Begin Text section

# Turkey Ranch ?



## rcleofly (Feb 18, 2012)

multibeard said:


> There were turkeys in the SW unit of Legends when I first started turkey hunting in the early 1980's. I just could not get them to fly over the fence.
> I had to drive from the Silver Lake Sand Dunes area to Bitely to find any amount of turkeys. Those turkeys were transplants form the UP.


Shhhhhh, Bitely doesn't exist...


----------



## birdhntr (Jan 25, 2014)

The hunter safety can be taking care of online. Then look into the costs and appropriate licenses needed.Then what area will he be in during his visit?If he is close to the area he might have a weekday afternoon chance to hunt if in close proximity. I also recommend he practices shooting with the shotgun he will be using for better success.If you are close to my location I may be able to help.need dates and hopefully he's able to hunt sun up to sun down to get it done.this year may be a tough one with this weather.I took a French man out hunting once at friends place then I said hey let's go across the street and hunt another property. He was speechless as we crossed the road with neighbors waving and a car that passed waving also with a honk of the horn.He was nervous as we had our guns over our shoulder's.lol.He loves the USA and are liberties.I'm sure if you do some work he will be able to get to hunt turkey.A weekend hunt with a guide should be easy to set up also


----------



## multibeard (Mar 3, 2002)

I think that there maybe some field work that has to be done along with the online hunter safety. Not sure but I think my grandson had some field work along with the online when he did his hunter safety.


----------



## birdhntr (Jan 25, 2014)

They have a phone number for questions on the website. I would contact them and see what needs to be done


----------



## FireDoc66 (Oct 9, 2005)

There is some field work/skills that have to be completed with a HS Instructor after you complete the online portion.


----------



## tdduckman (Jan 17, 2001)

You can buy an Apprentice license without Hunter safety.

If you are paying for a guide it would make sense.

On the other hand my guess is that anyone who is looking at a turkey hunt may already have HS


TD


----------



## freezen1979 (Mar 22, 2015)

Retiredducker said:


> Hey Stormy ... the reason I asked was I was going to offer a free hunt on my property ! Screw off now pal!!


I'm a new Turkey hunter. I'm 3 seasons in, hundreds of hours in the woods, god knows how many books and Youtube videos, and zero turkey. Can I have his spot?


----------



## DEDGOOSE (Jan 19, 2007)

freezen1979 said:


> I'm a new Turkey hunter. I'm 3 seasons in, hundreds of hours in the woods, god knows how many books and Youtube videos, and zero turkey. Can I have his spot?


Break them down for as simple as their needs are and capitalize. Don't over think them. Best advice I've ever been given and best I can pass along


----------



## shotgun12 (Jul 19, 2005)

over here in england we dont have to do a hunters safety,just have gun and go.


----------

End Text section

**What the task requires**. Write out the turkey hunting thread again, starting with "## freezen1979 (Mar" and going on through "off now pal!!", but switch "Stormy" to "buddy".

Begin Collected material

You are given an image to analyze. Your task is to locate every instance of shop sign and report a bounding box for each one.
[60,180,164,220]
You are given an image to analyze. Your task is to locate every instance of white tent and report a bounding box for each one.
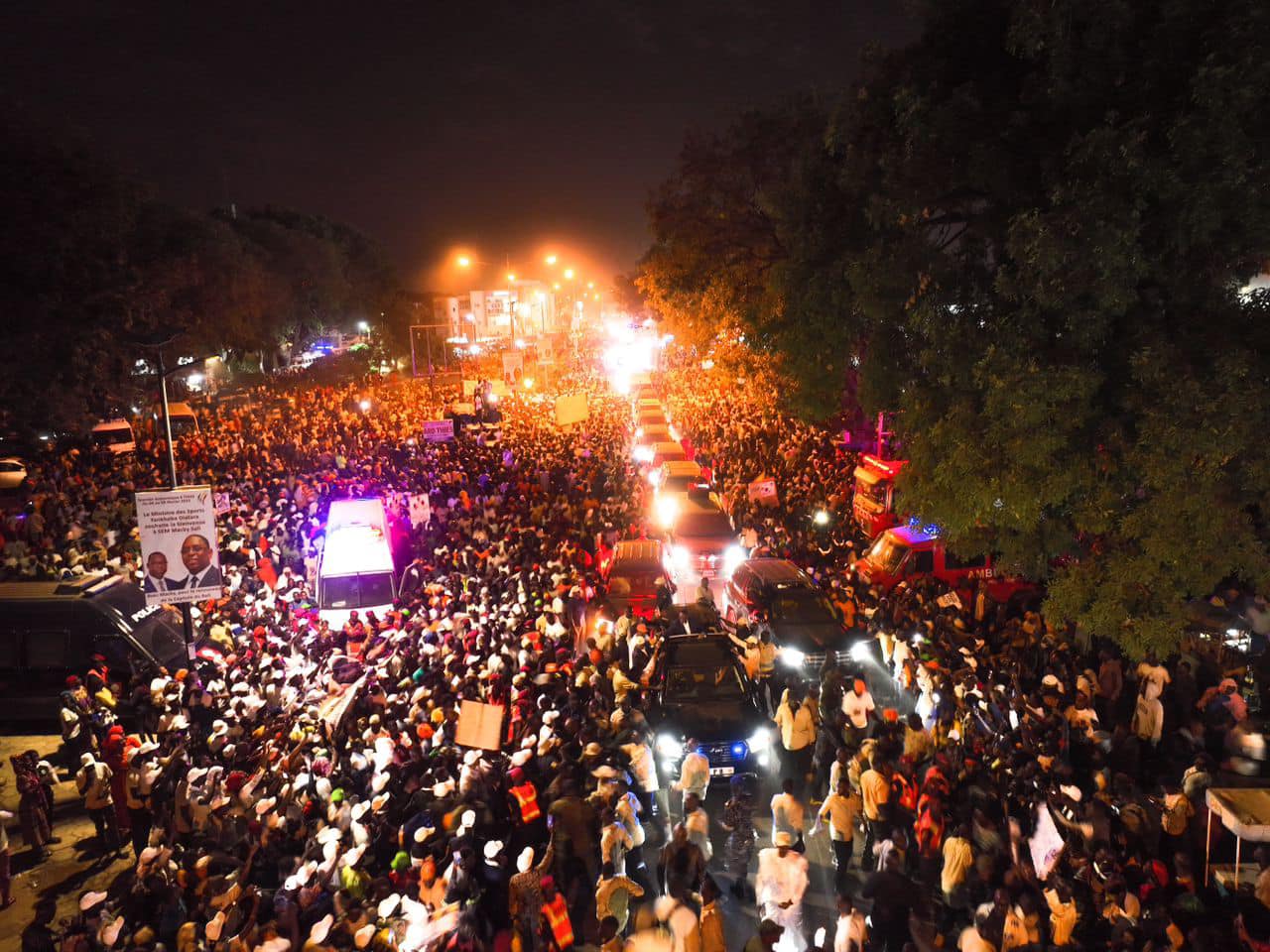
[1204,787,1270,889]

End Collected material

**Full response**.
## freezen1979 (Mar 22, 2015)

Retiredducker said:


> Hey buddy ... the reason I asked was I was going to offer a free hunt on my property ! Screw off now pal!!